◆ WHAT IS REQUIRED
Pick out each line of the rows below that contains the word "Locate" and copy those lines.

[Records from a collection]

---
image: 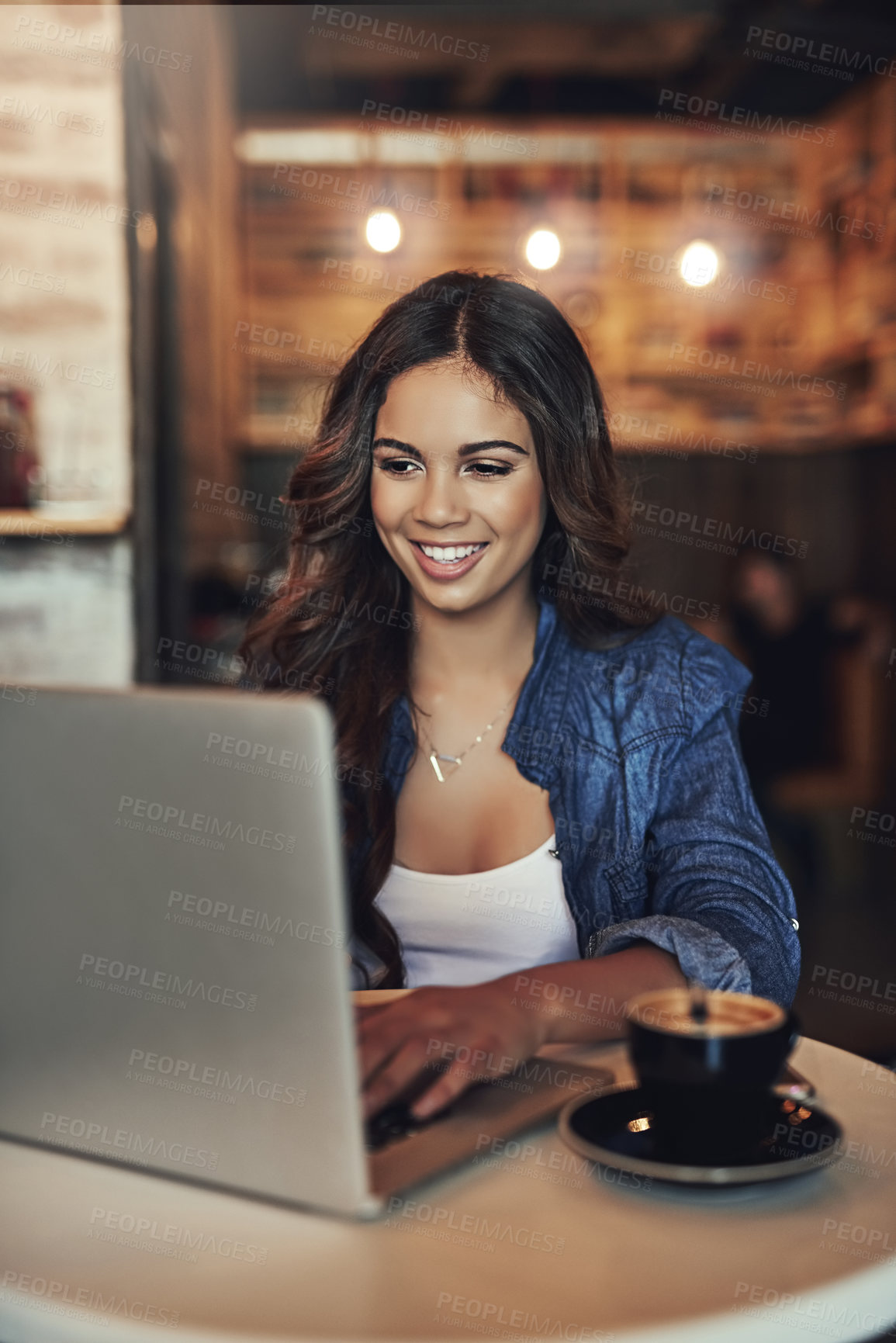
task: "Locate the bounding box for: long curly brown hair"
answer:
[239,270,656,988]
---
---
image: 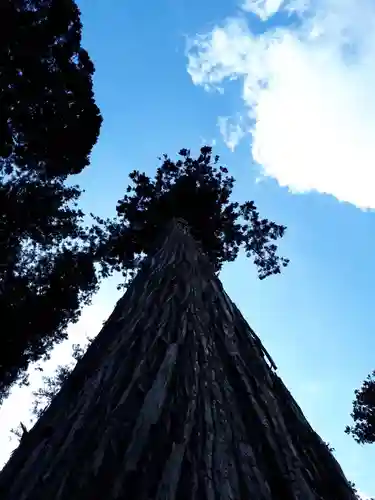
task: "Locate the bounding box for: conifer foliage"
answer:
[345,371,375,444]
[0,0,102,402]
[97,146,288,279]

◆ SOLVED EXERCISE
task: "Locate the bounding box for: long curly brown hair"
task: "Locate the bounding box for: conifer foliage"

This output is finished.